— Excerpt —

⟨

Music and performance art practices go on in the Old Rainier Brewery pretty much seven days a week. It doesn’t take a brain surgeon to figure out why our artwalk boasts some pretty awesome music groups, dancers and troupe, fire dancers, and other circus-type acts in our building.

In the case of the Hips For Hire studio, Hejira World Band will be joining us once again from 7 -8 pm for concert. They’ll be giving away a few house concerts     (remember to bring your business card!) during that hour, and if you can’t stay long, you can get your name in the bucket for the drawing. Hejira’s blend of world music with a jazzy feel makes our artwalkers happy!

 

 Reason 2: Weather Resistant

Currently, I’m watching a rain and hail storm scrub my windows free of bird poo and dirt. But when other artwalks run their events, weather can be a real factor into the enjoyment of the actual function. People don’t generally want to freeze their fingers in snow and hail, or risk their paintings becoming wet from rain and snow. These worrisome factors do not affect this artwalk. Not only do we have convenient parking onsite, our artwalk is entirely housed within the  building during the wet weather months. We have the ability to use more outdoor space during the summer months. Artists can be assured their art will be clean and dry.

 

Reason 3: Art by Artists for Everyone

One of the changes we made to the artwalk is to charge a registration fee for artists showing their work in the building. Running an artwalk is a big job, and advertising and organizing requires some money to offset costs for the posters, as well as maps for the artwalk itself. Since our building is huge and a bit confusing to first-timers, a map is absolutely necessary. But by charging a small fee to the artists who want to show, we get early commitments to show, the organizers get a chance to organize the art by floor and by host, and the public gets less kitch and more quality. While we might now have as many T-shirt vendors and metal toe-ring makers, what people do end up participating have thoughtfully constructed something for your artistic viewing pleasure.

It’s not very likely anything highly commercialized will be showing in our artwalk. Yet most of the artists are available to create on commission if you like their style and want something unique.

 

REVOLVE IN HIPS FOR HIRE STUDIO

For now, the artful presentations in the Hips For Hire studio are:

6-7p DJ attamc, and “Facial Karoke” with Imei
7-8p Hejira World Band (Don and Ashraf)

⟩

— What you should do —
Write the next part of the piece on the Old Rainier Brewery artwalk, starting after its final line, "7-8p Hejira World Band (Don and Ashraf)".

Recorded data
⟨

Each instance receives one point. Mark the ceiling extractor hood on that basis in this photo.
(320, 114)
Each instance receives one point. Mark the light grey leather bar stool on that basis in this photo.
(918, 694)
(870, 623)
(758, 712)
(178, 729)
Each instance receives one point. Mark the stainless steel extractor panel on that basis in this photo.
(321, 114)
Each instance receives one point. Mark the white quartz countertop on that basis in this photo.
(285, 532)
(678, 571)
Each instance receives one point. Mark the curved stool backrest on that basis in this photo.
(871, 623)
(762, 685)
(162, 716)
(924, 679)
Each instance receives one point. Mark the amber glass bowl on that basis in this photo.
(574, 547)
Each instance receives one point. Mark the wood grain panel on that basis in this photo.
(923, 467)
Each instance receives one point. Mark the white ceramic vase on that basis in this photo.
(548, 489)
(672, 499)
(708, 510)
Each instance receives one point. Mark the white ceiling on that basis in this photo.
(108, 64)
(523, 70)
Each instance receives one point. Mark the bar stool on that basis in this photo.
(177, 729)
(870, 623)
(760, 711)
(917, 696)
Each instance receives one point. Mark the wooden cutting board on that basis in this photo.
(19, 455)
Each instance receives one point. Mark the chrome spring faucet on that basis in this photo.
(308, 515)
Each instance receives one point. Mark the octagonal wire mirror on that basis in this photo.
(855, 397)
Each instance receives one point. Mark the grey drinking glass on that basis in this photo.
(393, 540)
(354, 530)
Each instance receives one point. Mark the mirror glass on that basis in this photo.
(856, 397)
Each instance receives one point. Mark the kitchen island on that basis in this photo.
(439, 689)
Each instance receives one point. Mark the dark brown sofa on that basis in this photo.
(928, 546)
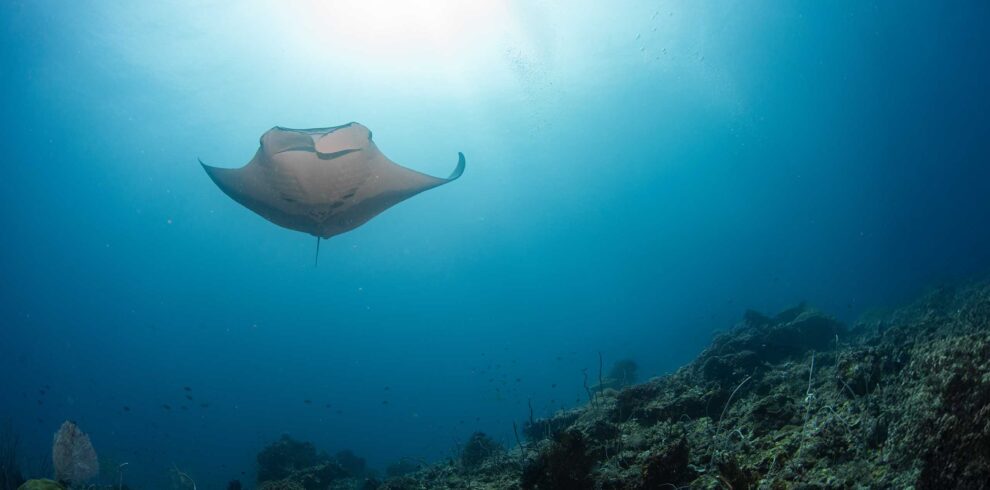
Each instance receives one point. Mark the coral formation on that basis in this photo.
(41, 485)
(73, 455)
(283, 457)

⟩

— Exercise result —
8-9p U-hoop and possibly another band

I don’t yet have anything planned for the final hour, except clean up and break down. That’s because it’s near my birthday, and I’ll be preparing to go to our after party, where three of us are having birthdays. I imagine there may be copious kitteh petting sessions, as some people have only met Ms. Lumi virtually. If you’d like to see what the fuss is about, check out my Pinterest page under “kittehs”.

Our faces use 43 muscles and access over 1000 expressions. Facial Karaoke is my unique presentation of recycling and borrowing expressions, allowing participants to explore feelings in a physical and visceral way without experiencing the actual situations that can produce them. This is a fun (and funny) way to learn expression, reading, and human connection that we all crave from the first moment our baby eyes open and see our first caregiver. All participation is voluntary. Facial Karaoke involves movement, observation, pauses, and inspiration from Butoh (modern dance from Japan). It is my attempt to help show you a little of my world as an artful psychotherapist, but with a humorous approach to educating others about emotions.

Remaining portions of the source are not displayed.